### Text excerpt

Vietnam looks to burnish human rights image before EU trade vote

South China Morning Post - 11 February 2020

Vietnam looks to burnish human rights image before EU trade vote

  • The free trade pact promises a raft of benefits on both sides, removing the bulk of tariffs, harmonising rules and whittling away other trade barriers
  • But 28 NGOs, both within and outside Vietnam, have called on the EU parliament to postpone the vote, citing human rights concerns

After years of groundwork, the European Union is on the cusp of finalising a far-reaching free trade agreement with Vietnam, in a move that would create the “most ambitious” deal it has ever struck with a developing country, according to the 27-country bloc.

On Wednesday, the European Parliament will vote on the deal – one of the final hurdles for it to take effect. After that, it will require EU member states’ final seal of approval and ratification in the coming months by the Vietnamese National Assembly.
The international trade committee of the EU legislature has already voted 29-6 in favour of the deal, suggesting a smooth passage on Wednesday.

The accord promises a raft of trade benefits on both sides, removing the bulk of tariffs, harmonising rules and whittling away other trade barriers. However, not everyone is in favour.

Twenty-eight NGOs, both within and outside Vietnam, have called on the EU parliament to postpone the vote, citing human rights concerns.

A statement by Human Rights Watch called for the vote to be delayed until the Vietnamese government “agrees to meet concrete and verifiable benchmarks to protect labour rights and human rights.”

In 2019, an Amnesty International report said Vietnam holds at least 128 prisoners of conscience where “detention conditions remain appalling, with evidence of prisoners being tortured and otherwise ill-treated, routinely held incommunicado and in solitary confinement, kept in squalid conditions, and denied medical care, clean water, and fresh air.”

Therefore allowing a handful of foreign journalists to visit and report from Thu Duc Prison, located about three hours east of Ho Chi Minh City, is an unusual occurrence in such a secretive state.

It houses more than 6,000 inmates, of which over 150 are foreigners. Its most infamous former inmate is British pop star and convicted paedophile Gary Glitter.
Lieutenant General Ho Thanh Dinh, the director of Vietnam’s national prison system, showed off the prison’s expansive grounds. In the distance, prisoners carrying out hard labour on rubber plantations, cashew farms and building sites could be seen.
Malaysian inmate Hilton Gomez, 52, said “they treat us better than the Vietnamese. Because we are foreigners, we have more privileges.”

In the area for foreigners, 13 prisoners sleep together in one cell, while as many as 40 cohabit in cells for Vietnamese. Dinh said the two groups of inmates are treated equally.

Vietnamese authorities profit from drug addicts’ mandatory ‘work therapy’
Human rights organisations regularly criticise the inadequate access to health care for inmates.

In Thu Duc, officials say nine prisoners died in 2019, including four who died of Aids. They could not provide statistics for deaths over the last 10 years.

Another issue is the lack of permitted communication. One Nigerian inmate said: “I never had the chance to speak to my family. We are begging them to give us a chance to speak to our family.”

Dinh said the men could not be allowed to speak to their family as they were charged for drug offences and may contact traffickers.

### Work instructions
Answer these from the Vietnam trade vote article:
1. By what margin did the EU legislature's international trade committee vote on the deal?
2. How many inmates does Thu Duc Prison hold?
3. How many prisoners died at Thu Duc in 2019, according to officials?

### Source data

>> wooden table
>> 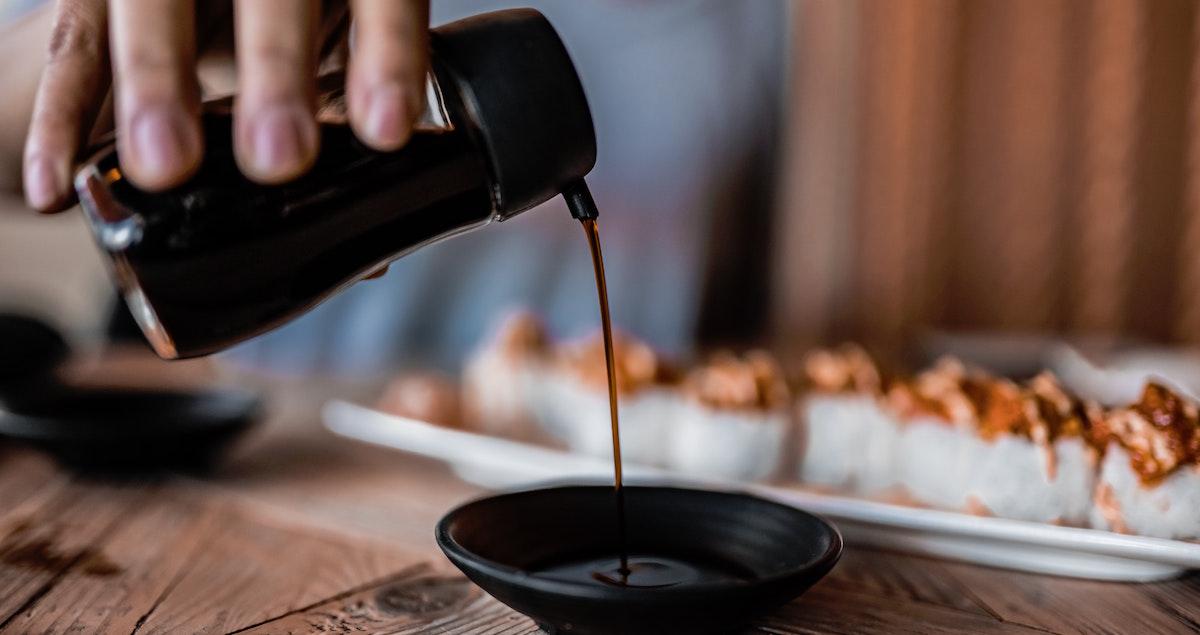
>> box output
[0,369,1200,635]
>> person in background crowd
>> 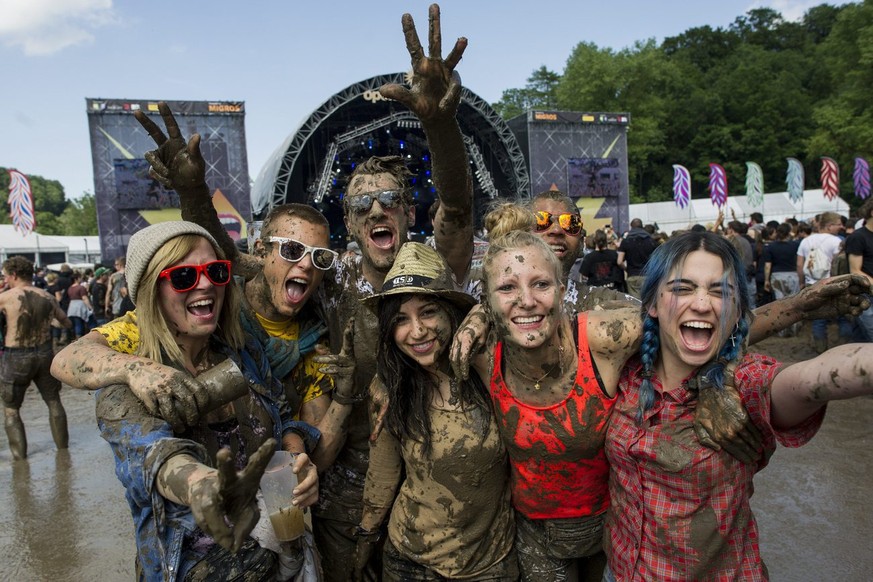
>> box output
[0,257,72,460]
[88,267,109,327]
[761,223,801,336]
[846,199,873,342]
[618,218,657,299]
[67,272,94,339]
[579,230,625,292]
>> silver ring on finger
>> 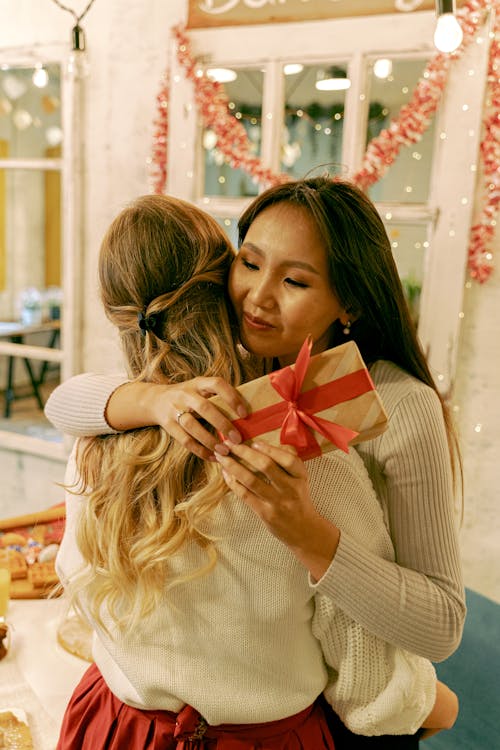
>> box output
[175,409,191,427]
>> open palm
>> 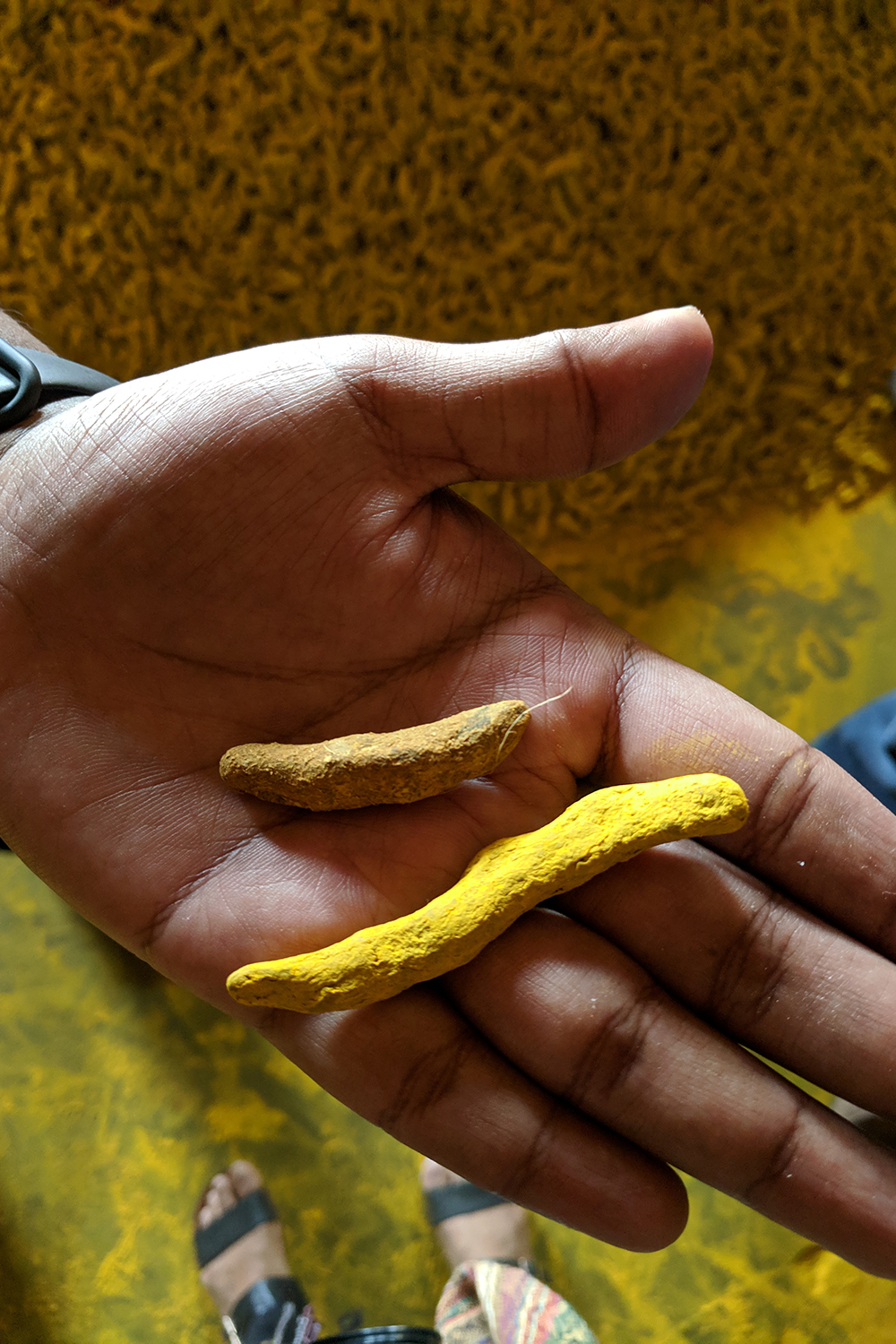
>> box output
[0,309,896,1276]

### Task answer
1. 29-6 in favor.
2. More than 6,000, over 150 of them foreigners.
3. Nine, including four who died of Aids.